Work to complete = Would you output each record exactly as it stands?

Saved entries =
↓

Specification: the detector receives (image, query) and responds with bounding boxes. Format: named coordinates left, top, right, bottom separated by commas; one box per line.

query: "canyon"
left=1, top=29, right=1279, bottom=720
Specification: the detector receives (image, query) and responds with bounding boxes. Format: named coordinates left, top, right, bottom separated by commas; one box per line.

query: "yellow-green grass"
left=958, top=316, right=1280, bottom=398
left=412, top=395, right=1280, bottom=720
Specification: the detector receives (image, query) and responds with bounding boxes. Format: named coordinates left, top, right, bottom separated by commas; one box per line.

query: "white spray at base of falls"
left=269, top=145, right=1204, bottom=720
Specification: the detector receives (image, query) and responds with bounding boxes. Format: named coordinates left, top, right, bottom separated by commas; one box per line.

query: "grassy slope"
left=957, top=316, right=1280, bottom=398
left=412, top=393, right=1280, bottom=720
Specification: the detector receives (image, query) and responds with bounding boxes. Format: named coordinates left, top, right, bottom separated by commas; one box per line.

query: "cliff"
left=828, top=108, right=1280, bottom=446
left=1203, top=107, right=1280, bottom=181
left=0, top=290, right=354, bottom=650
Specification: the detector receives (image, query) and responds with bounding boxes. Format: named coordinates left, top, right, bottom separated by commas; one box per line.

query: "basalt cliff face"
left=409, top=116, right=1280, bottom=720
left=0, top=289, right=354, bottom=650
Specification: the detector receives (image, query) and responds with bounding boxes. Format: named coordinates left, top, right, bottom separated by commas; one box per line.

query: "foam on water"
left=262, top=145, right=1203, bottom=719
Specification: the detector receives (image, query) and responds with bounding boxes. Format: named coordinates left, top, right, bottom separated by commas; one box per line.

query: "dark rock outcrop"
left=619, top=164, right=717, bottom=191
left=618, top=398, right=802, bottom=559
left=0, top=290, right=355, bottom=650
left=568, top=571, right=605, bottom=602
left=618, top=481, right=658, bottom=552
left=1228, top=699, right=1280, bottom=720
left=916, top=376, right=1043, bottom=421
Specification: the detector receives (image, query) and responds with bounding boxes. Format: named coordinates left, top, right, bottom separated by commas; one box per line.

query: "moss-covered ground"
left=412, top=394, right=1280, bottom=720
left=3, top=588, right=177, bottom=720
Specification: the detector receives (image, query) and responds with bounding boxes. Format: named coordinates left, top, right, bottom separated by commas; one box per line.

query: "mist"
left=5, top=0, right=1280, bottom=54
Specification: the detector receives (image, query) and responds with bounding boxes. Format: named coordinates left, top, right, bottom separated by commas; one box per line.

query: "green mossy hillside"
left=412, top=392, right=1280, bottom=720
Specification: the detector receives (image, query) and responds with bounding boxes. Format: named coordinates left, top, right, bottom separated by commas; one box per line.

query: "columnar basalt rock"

↑

Solution =
Specification: the detector receives (image, query) and responds with bounding boxes. Format: named coordinates left, top, right, bottom separated by commas; one box per line.

query: "canyon"
left=1, top=29, right=1279, bottom=720
Specification: the detector receives (image, query) and responds with bounding boxes. Format: named coordinates left, top, right, bottom separated by commas; one box per line.

query: "yellow-green grass"
left=958, top=316, right=1280, bottom=398
left=412, top=395, right=1280, bottom=720
Specification: the detector receives (image, query) and responds with bounding boxes. Format: named coordinates left, top, right, bottom separated by commas; one box per line.

query: "white spray at base of falls"
left=269, top=145, right=1204, bottom=720
Specification: the detector receives (image, query) and responds with bounding boxes. Format: named coordinates left, top, right, bottom separated by commas; one box per line.

query: "grassy slope"
left=957, top=316, right=1280, bottom=398
left=412, top=393, right=1280, bottom=720
Specification: the detector receives (image, query) and responds with bounding boxes. Format: named coordinates left, top, right, bottom separated by commas; one box per line.

query: "cliff"
left=828, top=108, right=1280, bottom=446
left=1203, top=107, right=1280, bottom=181
left=0, top=290, right=354, bottom=650
Specification: the detector receives (image, query) and responds with bounding boxes. Format: named coordinates left, top, right, bottom separated by commas; one box per line.

query: "basalt cliff face"
left=409, top=116, right=1280, bottom=720
left=0, top=289, right=354, bottom=650
Specification: the detector receives (image, query) and responds with bounding boxes. Format: named coordinates left, top, right, bottom separated by commas; one box per line.

query: "foam on water"
left=262, top=145, right=1203, bottom=719
Specification: the detector receives (image, query) and responds with bounding boxes. Format: named coordinates left, top, right, bottom separated by commas; one box per line.

query: "dark rock outcrop"
left=619, top=164, right=717, bottom=191
left=618, top=398, right=802, bottom=559
left=0, top=290, right=355, bottom=650
left=568, top=571, right=605, bottom=602
left=618, top=481, right=658, bottom=552
left=1228, top=699, right=1280, bottom=720
left=916, top=376, right=1043, bottom=421
Specification: the detector receives (image, query) and responds with bounding boxes. Format: named coordinates left, top, right, bottom separated by commas; one box per line.

query: "moss-covered ground"
left=412, top=394, right=1280, bottom=720
left=3, top=588, right=177, bottom=720
Specification: the detector receives (image, query) and responds with bounding boxes. Format: named coordinates left, top, right, bottom separated by commas; one box per line.

query: "mist"
left=5, top=0, right=1280, bottom=54
Specification: the detector receives (image, query) and responds with bounding boxes. Format: named coordinates left, top, right, bottom separated by commas; one box per line.

query: "green mossy hillside"
left=412, top=392, right=1280, bottom=720
Specification: the detector receives (image, query) and responds with bounding boxes. Format: named coordinates left, top, right, bottom separated by commas; one box per line.

query: "columnar basalt rock"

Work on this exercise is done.